== WRITTEN INSTRUCTION ==
Reproduce the listing below word for word, starting at the line that contains "of the house" and ending at the final line of the listing, both included.

▬▬▬

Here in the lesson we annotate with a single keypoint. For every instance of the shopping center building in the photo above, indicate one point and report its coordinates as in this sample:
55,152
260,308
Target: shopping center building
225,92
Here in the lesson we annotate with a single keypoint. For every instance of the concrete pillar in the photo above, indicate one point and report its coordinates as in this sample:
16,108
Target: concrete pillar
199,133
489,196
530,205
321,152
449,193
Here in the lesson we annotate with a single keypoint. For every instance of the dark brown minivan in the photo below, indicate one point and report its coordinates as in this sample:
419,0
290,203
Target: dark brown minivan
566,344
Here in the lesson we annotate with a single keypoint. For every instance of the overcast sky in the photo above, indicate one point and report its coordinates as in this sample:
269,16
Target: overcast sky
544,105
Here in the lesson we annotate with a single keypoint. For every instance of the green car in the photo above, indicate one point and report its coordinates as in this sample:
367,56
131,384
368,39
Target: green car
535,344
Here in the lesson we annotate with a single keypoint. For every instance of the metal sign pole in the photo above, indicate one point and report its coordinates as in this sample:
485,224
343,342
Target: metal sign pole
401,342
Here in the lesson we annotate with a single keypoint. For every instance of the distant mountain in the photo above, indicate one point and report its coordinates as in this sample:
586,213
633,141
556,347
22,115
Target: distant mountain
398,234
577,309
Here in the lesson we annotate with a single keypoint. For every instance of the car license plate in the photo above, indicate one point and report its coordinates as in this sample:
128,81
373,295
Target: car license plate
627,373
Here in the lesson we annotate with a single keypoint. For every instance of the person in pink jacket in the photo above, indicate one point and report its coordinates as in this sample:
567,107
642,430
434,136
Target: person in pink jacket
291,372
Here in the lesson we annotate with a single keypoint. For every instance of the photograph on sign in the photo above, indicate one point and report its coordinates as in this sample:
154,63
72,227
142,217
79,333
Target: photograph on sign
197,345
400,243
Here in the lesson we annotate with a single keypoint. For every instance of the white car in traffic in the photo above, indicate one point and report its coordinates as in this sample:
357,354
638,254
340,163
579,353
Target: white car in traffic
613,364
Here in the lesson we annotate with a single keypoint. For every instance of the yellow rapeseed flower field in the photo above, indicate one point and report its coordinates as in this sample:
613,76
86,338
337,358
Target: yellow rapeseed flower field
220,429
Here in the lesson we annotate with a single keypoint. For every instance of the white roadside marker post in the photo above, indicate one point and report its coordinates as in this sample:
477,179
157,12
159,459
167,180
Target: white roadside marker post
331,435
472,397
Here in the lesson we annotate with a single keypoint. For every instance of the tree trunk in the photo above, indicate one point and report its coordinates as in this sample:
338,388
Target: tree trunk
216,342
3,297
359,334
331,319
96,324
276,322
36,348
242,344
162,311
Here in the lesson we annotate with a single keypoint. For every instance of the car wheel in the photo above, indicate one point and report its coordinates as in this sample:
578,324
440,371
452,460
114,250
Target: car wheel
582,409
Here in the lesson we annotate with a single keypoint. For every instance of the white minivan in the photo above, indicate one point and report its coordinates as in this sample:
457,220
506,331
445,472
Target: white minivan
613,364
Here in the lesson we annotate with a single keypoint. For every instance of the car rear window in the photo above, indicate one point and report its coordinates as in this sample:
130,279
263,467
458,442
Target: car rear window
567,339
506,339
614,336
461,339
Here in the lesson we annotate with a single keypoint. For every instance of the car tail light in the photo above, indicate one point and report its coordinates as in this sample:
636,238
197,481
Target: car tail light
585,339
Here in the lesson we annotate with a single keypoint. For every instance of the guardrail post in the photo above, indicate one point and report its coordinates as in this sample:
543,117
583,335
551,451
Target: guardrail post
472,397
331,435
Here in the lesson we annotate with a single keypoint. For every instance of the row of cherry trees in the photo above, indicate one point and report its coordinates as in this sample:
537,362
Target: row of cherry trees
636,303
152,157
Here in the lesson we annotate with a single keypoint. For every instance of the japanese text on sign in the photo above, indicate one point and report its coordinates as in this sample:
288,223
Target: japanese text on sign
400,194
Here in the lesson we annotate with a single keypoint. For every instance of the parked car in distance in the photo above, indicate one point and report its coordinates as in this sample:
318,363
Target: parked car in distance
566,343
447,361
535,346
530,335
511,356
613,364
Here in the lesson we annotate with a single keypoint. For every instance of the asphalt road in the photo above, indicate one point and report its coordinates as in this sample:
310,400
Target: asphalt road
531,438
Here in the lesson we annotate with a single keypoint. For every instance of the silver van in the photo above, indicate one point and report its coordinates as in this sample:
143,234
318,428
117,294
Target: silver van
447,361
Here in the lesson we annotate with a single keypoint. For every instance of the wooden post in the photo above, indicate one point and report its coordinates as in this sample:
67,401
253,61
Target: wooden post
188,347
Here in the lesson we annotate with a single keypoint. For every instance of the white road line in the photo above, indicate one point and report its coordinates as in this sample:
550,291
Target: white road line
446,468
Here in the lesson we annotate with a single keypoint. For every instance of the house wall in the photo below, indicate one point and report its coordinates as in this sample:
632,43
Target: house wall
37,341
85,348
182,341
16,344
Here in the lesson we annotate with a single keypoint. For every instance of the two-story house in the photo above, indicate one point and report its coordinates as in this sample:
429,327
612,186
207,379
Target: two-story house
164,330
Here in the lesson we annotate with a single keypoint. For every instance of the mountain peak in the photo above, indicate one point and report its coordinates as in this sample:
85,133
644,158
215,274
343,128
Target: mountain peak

▬▬▬

== EXERCISE RESPONSE ==
Here in the lesson we annotate with a single keypoint. For every instance of the house wall in the photo below, indicate one point and report its coordinates as in this sample:
632,43
Target: house wall
37,341
85,348
182,341
16,344
Here in the lesson we annotate with a single keypoint. For every instance of the two-story house in the photo above, indicate one point and report its coordinates as in this sample:
429,327
612,186
207,379
Target: two-story house
164,330
Here in the lesson we annotate with a single keypoint. For every instance of the mountain peak in the photo above, indicate one point and report its coordinates as in this sample:
85,133
644,158
215,274
343,128
Target: mountain peak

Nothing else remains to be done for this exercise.